** Start of Material for the task **
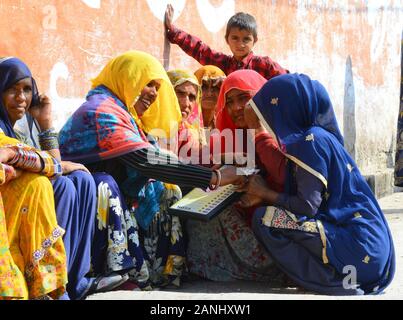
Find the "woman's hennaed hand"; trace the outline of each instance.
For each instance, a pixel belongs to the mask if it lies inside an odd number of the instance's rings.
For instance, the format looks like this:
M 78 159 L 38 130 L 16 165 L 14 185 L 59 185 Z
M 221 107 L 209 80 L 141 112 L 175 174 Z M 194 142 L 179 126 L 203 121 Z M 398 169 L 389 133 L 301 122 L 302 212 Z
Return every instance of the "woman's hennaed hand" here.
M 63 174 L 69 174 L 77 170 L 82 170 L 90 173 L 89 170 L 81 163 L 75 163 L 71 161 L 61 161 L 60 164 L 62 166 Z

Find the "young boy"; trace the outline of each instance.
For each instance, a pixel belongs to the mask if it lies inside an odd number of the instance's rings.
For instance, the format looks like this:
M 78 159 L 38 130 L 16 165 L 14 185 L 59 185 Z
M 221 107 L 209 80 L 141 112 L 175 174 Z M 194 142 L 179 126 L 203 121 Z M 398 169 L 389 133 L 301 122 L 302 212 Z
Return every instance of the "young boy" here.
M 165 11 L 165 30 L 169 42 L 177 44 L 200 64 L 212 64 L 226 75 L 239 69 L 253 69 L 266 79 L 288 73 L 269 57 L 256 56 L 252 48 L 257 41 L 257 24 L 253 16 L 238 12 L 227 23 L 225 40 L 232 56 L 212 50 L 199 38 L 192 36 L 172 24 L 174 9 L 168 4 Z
** End of Material for the task **
- **What to do**: Rewrite all the items above with "young boy" replaced by "little boy" and everything else unchanged. Omit the pictures.

- **Output for this exercise**:
Find the "woman's hennaed hand"; trace the outline of each instance.
For each instance, a pixel belongs to the mask if it lies inside an odd number of the instance's rings.
For instance, the format looks like this:
M 78 159 L 38 130 L 16 165 L 14 185 L 59 185 Z
M 221 107 L 209 80 L 141 112 L 175 174 Z M 194 142 L 179 126 L 203 121 Z M 398 169 L 389 133 L 301 122 L 302 212 Z
Return every instance of the "woman's hennaed hand" here.
M 63 174 L 69 174 L 77 170 L 82 170 L 90 173 L 89 170 L 81 163 L 75 163 L 71 161 L 61 161 L 60 164 L 62 166 Z

Find the "little boy"; trace the outline of each instance.
For each instance, a pixel belongs to the mask if it lies inside an odd number of the instance's rings.
For instance, the format looks like this:
M 78 159 L 38 130 L 16 165 L 14 185 L 59 185 Z
M 221 107 L 209 80 L 141 112 L 175 174 Z M 194 142 L 179 126 L 203 121 Z M 398 169 L 389 133 L 301 122 L 302 212 Z
Return every instance of the "little boy" here.
M 165 11 L 165 30 L 169 42 L 177 44 L 200 64 L 212 64 L 226 75 L 239 69 L 253 69 L 266 79 L 288 73 L 269 57 L 256 56 L 252 48 L 257 41 L 257 24 L 253 16 L 238 12 L 227 23 L 225 40 L 232 56 L 212 50 L 199 38 L 192 36 L 172 24 L 174 9 L 168 4 Z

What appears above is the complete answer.